ABOUT THIS EXERCISE »
Would you reproduce, word for word, only the lines from the one with "For every instance of the entrance" to the end of the listing below?

RECORDS FOR THE EXERCISE »
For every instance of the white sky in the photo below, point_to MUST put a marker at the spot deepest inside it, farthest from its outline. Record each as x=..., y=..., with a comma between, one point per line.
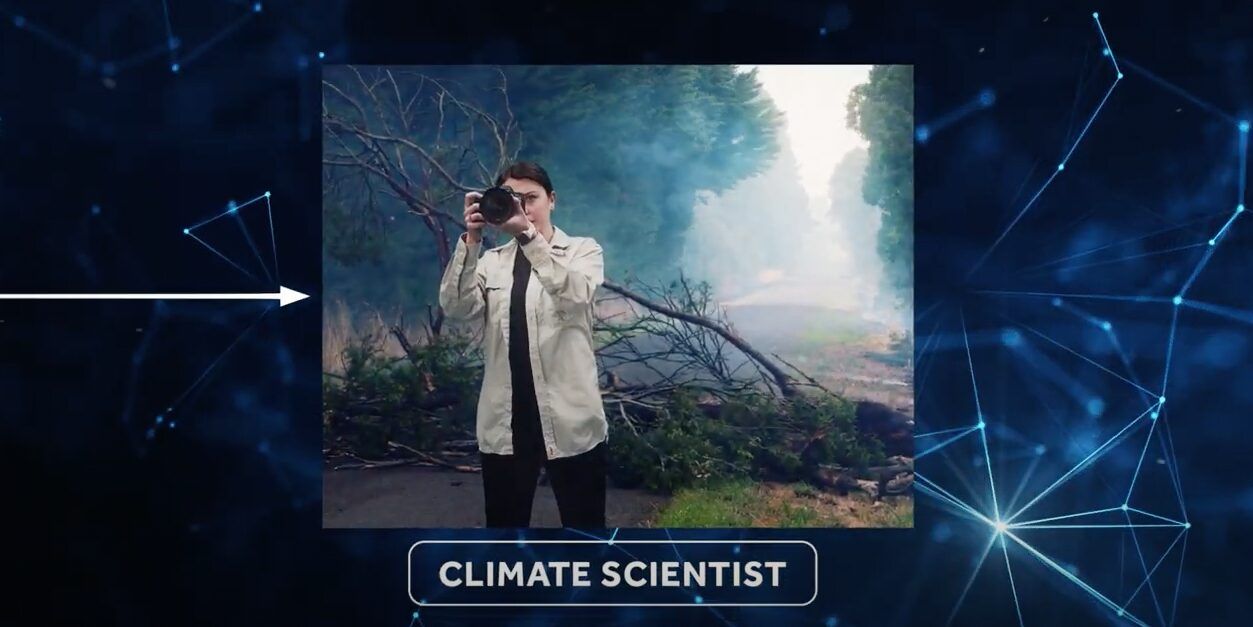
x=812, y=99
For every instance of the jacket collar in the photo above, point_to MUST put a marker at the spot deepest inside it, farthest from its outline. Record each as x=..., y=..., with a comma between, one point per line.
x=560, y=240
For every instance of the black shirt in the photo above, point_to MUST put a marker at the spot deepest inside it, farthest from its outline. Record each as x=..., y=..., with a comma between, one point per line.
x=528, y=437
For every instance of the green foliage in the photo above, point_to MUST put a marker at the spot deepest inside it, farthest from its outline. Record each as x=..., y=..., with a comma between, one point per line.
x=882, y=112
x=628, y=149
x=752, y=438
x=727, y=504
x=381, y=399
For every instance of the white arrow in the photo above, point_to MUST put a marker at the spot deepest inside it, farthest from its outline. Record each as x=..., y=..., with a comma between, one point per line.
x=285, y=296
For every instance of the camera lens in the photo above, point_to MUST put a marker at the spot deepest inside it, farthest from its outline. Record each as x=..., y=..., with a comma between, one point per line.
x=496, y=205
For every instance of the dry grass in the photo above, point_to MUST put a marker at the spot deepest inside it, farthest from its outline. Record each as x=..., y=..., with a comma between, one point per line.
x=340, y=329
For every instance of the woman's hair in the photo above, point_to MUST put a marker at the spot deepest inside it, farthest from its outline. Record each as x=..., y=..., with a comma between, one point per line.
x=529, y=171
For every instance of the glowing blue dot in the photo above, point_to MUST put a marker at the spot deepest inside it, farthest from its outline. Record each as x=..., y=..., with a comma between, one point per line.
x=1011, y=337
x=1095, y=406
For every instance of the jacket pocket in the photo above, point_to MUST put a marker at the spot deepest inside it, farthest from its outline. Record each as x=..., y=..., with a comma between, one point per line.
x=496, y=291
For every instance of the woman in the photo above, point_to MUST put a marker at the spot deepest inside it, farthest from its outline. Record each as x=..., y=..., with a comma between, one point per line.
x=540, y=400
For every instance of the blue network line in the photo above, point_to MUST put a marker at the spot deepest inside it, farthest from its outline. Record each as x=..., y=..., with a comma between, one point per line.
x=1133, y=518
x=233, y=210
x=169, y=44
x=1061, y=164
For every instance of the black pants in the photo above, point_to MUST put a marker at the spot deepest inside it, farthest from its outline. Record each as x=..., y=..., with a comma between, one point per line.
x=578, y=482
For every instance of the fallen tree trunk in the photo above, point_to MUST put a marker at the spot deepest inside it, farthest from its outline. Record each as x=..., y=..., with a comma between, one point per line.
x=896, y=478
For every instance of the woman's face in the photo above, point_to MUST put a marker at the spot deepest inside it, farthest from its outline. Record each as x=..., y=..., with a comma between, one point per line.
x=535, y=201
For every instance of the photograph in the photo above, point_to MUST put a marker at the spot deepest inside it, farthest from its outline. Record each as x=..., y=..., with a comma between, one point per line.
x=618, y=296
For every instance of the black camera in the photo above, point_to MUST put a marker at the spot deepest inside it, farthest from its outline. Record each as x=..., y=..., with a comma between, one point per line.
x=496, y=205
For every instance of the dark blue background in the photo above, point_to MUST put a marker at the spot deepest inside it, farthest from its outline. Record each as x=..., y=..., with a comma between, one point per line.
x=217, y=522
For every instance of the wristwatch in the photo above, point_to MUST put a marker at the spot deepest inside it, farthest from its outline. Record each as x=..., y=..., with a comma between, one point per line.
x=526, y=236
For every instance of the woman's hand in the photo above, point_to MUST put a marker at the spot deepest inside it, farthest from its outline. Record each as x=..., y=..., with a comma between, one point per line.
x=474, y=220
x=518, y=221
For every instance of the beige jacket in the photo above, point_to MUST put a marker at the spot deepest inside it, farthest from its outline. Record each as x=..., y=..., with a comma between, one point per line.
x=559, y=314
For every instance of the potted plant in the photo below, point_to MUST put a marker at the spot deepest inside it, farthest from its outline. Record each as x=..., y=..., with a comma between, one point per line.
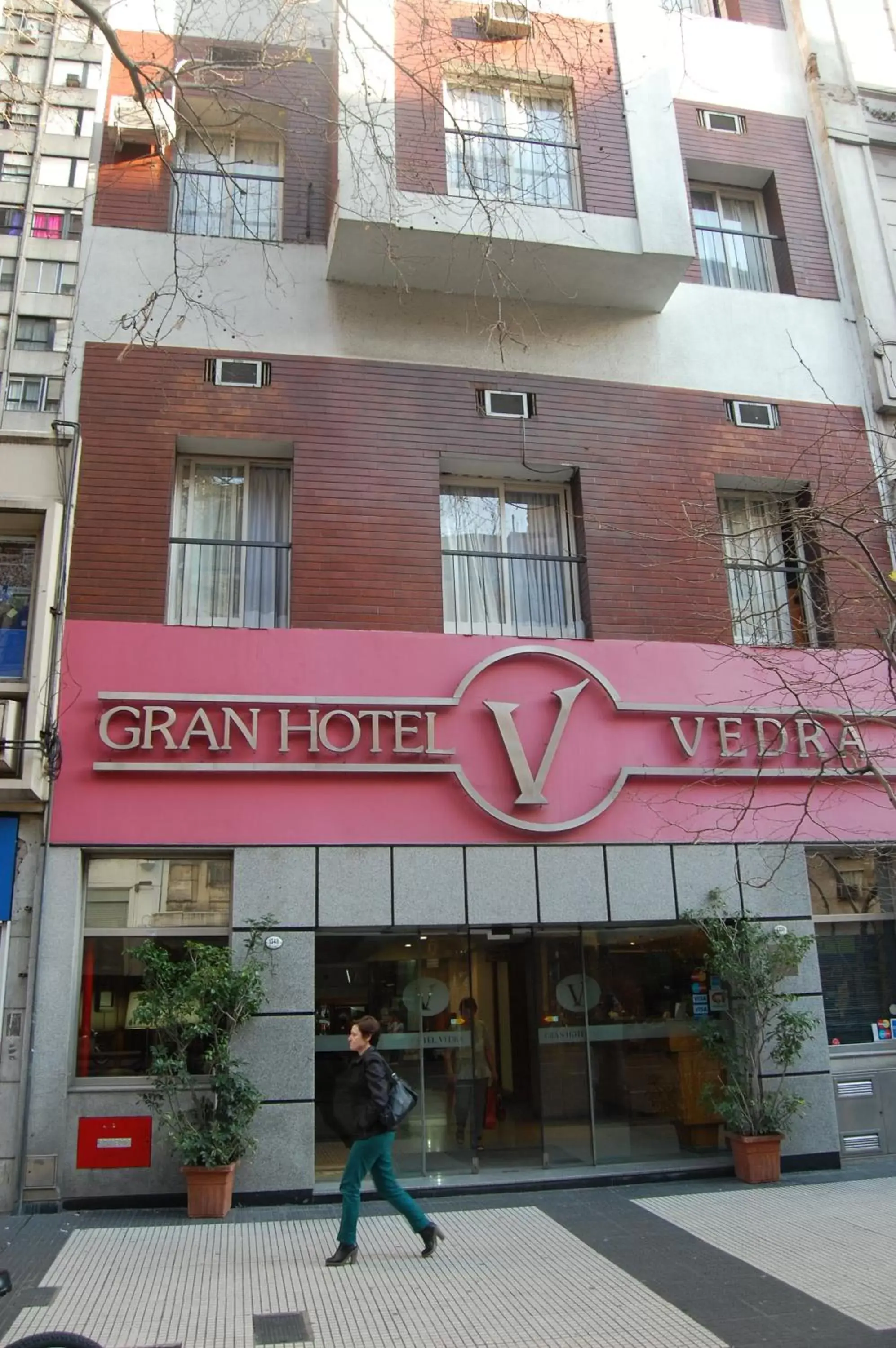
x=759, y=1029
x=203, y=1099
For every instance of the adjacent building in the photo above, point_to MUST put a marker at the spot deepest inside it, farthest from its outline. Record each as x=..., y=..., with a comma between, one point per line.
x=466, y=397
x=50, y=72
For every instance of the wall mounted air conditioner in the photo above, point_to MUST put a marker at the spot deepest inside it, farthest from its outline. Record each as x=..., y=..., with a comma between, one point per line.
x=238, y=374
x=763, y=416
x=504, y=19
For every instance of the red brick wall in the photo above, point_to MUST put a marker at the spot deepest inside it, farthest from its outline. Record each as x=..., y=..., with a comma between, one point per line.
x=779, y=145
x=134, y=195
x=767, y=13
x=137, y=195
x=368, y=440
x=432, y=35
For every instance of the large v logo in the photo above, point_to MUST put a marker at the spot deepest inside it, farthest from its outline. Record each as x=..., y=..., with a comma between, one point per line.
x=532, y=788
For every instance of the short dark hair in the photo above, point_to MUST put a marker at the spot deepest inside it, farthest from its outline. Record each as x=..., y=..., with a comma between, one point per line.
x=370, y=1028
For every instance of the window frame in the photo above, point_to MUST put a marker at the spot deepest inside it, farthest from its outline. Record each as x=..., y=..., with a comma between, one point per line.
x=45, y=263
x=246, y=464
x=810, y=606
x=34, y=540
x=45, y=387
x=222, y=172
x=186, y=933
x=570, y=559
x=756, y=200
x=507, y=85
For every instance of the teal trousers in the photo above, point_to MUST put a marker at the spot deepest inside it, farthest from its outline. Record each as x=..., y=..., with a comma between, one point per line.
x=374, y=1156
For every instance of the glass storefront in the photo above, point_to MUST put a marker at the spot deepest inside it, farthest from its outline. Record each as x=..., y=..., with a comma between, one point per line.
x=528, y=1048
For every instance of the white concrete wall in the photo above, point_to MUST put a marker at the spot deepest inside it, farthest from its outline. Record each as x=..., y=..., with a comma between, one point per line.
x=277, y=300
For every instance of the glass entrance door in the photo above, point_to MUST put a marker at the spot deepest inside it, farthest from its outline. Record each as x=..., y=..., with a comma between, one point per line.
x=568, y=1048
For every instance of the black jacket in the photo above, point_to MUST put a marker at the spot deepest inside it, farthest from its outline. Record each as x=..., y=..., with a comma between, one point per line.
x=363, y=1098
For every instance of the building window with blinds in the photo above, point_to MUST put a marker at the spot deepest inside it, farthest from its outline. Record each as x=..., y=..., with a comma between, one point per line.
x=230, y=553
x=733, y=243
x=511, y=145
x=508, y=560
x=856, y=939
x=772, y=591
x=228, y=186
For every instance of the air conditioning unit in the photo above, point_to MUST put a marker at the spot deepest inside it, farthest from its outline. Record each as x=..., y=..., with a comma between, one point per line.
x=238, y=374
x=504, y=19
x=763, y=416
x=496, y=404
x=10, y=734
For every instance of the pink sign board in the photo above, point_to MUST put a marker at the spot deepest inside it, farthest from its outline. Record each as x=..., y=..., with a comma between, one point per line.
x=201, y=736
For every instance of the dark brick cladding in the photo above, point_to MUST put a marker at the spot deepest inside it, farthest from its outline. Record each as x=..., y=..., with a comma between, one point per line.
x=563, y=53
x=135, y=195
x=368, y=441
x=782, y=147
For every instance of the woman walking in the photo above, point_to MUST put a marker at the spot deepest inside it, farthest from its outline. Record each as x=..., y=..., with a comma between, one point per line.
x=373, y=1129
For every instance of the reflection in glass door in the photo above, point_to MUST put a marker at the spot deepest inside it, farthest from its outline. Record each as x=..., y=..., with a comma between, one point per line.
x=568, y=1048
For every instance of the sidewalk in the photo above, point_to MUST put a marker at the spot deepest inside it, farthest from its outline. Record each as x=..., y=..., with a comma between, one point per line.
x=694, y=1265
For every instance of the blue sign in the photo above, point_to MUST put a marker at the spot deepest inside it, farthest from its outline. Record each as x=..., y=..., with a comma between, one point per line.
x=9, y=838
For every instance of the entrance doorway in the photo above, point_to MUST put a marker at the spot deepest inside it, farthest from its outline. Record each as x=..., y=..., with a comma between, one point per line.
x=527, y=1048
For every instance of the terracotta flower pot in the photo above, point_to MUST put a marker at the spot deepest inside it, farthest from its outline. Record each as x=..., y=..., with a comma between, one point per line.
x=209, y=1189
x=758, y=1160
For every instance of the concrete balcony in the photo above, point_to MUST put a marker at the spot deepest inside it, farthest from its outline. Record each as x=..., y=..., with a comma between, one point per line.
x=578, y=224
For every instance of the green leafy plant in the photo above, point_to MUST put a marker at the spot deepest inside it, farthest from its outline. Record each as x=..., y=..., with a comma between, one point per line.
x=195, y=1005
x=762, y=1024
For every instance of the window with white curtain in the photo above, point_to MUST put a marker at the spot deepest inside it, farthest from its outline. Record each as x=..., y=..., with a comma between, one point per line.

REPLY »
For every instance of the entrance doorway in the photo above, point_to MUST put a marker at the spot deepest inside it, farthest from its outline. Record each as x=..., y=..., with a comma between, one point per line.
x=527, y=1048
For every instance of the terracotta flower pot in the photo above, point_to MUST put a marker at the spot deepest inside it, farthest from its outline. Record each as x=..., y=..., with a comma between, one point per line.
x=209, y=1189
x=758, y=1160
For every instance of the concrete balcony in the photo above, point_to MUST put a marker at the spot deepest inside it, farthest from its outline. Record each as x=..., y=..., with a comma between, one point per line.
x=578, y=224
For every instance of the green leafy plant in the photo above, point_to MUST put a marker at the spot deepest inside it, farthest from its outline. Record each as x=..., y=..., with a comma between, one point per line.
x=195, y=1005
x=762, y=1024
For every instance of the window with white curtain in the photo above, point_to MUST put a marker at the spot deepest inside it, farthest from its outline. Record each as x=..., y=..., with a comma between, one point per line.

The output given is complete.